DOCUMENT TEXT:

The only place that Maddie feels safe anymore is at Cutty’s Deli. Owned by her godfather Cutty, it is a place of pleasant memories revolving around her childhood, her father, her career choice, and Jake. She still does her job as a detective and she doesn’t let this fear get in her way, but while everything is slowly returning to normal, particularly seeing as Jake comes out of his coma, a paper left in the public for her eyes only makes fear creep back into her. Having had a relationship with Jake before, these two can be seen making love, but what that means is a question that is difficult for me to answer because they are more like former lovers who aren’t in an official relationship, but rather, if the opportunity should come along and if the circumstances are right, they’ll take it.

First on the menu of famous murder cases for the Baron to reinvent is that of Richard Speck’s. This is a big one. Includes nine victims in total. And it differs from the original Richard Speck murder because there were eight victims, and Speck was caught because what he didn’t realize was that someone had been present as he murdered the eight. So why would the Baron kill nine in total instead of killing eight and leaving one alive if what he had been doing all along was recreating old murders?

Sitting on the second floor of a warehouse one night, Q, the official computer type of the Artificial Crimes Unit, otherwise known as the Geek Squad, discovers something interesting while watching a synthoid video stream of the Baron’s Richard Speck murder deep inside the Baron’s server farm. Deep within the Black Tier, the machine has reacted with something spine-tingling to think about – emotions. What Q refers to as “curved logic”, Jake calls “hormonal technology.”

“It may be evil, but our day job is crime solving, not soul saving, and we got bodies stacking up as deep as snow in Buffalo.” This from Lt. Sands after asking Jake, while enjoying scotch in his company, how Maddie is doing and if the hunt for the Baron – a hunt that has become nothing short of a race against time – is going to get more complicated. Jake responds by telling Lt. Sands that the bodies are just theater furniture props and not part of the actual plot. Lt. Sands goes on to warn Jake not to repeat those words again. Even with the Ghost Squad’s Q making some progress towards finding the Baron in the Darknet, he’s still out there, sending his robot puppets to kill people. Jake suggests that they hunt the Baron down the old fashioned way, which is at least understandable considering the difficulty of finally getting the Baron in cuffs.

AIM OF THE TASK: Reproduce the crime-novel review starting at "The only place" and ending after "they’ll take it.", swapping "Maddie" for "the detective" throughout.

DATASET EXCERPTS:

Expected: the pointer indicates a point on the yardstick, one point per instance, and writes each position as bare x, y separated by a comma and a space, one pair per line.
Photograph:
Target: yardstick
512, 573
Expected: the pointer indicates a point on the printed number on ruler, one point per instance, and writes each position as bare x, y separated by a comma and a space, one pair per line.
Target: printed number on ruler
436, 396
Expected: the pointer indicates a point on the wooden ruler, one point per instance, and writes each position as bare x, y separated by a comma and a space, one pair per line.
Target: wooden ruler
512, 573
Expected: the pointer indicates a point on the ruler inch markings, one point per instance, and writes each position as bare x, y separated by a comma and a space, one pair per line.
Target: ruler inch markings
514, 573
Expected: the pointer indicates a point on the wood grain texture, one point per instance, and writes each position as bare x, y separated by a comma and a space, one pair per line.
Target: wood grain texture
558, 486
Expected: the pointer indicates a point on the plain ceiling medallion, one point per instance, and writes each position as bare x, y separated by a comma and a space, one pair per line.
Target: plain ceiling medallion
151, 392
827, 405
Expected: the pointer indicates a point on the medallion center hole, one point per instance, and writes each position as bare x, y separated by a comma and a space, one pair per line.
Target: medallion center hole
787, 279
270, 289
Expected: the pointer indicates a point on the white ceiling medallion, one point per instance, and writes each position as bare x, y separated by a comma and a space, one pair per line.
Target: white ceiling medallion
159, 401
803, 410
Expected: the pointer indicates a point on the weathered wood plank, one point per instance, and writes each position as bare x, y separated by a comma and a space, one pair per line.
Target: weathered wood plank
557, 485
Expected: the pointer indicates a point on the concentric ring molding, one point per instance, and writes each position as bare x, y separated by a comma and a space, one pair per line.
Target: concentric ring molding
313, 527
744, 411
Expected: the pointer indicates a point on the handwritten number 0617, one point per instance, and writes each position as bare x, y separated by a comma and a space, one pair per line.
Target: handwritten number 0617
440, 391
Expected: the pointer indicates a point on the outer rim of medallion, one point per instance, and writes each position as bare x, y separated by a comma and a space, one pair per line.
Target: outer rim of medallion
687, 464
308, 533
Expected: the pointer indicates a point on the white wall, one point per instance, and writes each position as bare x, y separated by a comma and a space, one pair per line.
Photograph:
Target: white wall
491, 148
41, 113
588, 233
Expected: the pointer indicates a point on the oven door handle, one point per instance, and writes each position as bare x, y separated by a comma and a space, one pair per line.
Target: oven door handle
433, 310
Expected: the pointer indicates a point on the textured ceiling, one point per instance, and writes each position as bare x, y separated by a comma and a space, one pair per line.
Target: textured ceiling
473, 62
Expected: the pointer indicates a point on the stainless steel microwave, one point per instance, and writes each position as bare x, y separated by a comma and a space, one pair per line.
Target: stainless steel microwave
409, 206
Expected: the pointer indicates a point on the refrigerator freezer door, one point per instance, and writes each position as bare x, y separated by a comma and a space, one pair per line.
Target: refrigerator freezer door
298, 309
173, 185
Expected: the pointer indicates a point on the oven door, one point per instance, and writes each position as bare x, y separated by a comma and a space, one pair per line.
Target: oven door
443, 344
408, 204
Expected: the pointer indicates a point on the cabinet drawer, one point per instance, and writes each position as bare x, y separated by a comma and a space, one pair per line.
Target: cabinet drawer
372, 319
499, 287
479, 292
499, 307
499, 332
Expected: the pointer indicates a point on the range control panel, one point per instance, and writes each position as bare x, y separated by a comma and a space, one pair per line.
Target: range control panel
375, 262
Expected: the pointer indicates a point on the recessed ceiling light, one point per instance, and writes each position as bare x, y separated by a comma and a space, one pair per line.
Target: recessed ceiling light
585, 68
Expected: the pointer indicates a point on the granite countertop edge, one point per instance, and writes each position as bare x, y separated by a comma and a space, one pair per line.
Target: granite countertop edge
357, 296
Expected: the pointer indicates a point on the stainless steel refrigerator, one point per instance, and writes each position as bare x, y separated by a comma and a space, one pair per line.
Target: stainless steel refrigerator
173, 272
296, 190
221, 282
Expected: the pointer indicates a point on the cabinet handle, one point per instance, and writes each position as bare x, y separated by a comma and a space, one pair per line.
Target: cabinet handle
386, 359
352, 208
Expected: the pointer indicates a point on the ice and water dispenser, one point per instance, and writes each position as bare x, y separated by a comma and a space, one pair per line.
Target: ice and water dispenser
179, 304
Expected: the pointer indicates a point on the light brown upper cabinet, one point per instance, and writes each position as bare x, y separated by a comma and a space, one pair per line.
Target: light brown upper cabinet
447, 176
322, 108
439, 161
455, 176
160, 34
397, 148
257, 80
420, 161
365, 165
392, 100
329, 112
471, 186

FULL ANSWER:
The only place that the detective feels safe anymore is at Cutty’s Deli. Owned by her godfather Cutty, it is a place of pleasant memories revolving around her childhood, her father, her career choice, and Jake. She still does her job as a detective and she doesn’t let this fear get in her way, but while everything is slowly returning to normal, particularly seeing as Jake comes out of his coma, a paper left in the public for her eyes only makes fear creep back into her. Having had a relationship with Jake before, these two can be seen making love, but what that means is a question that is difficult for me to answer because they are more like former lovers who aren’t in an official relationship, but rather, if the opportunity should come along and if the circumstances are right, they’ll take it.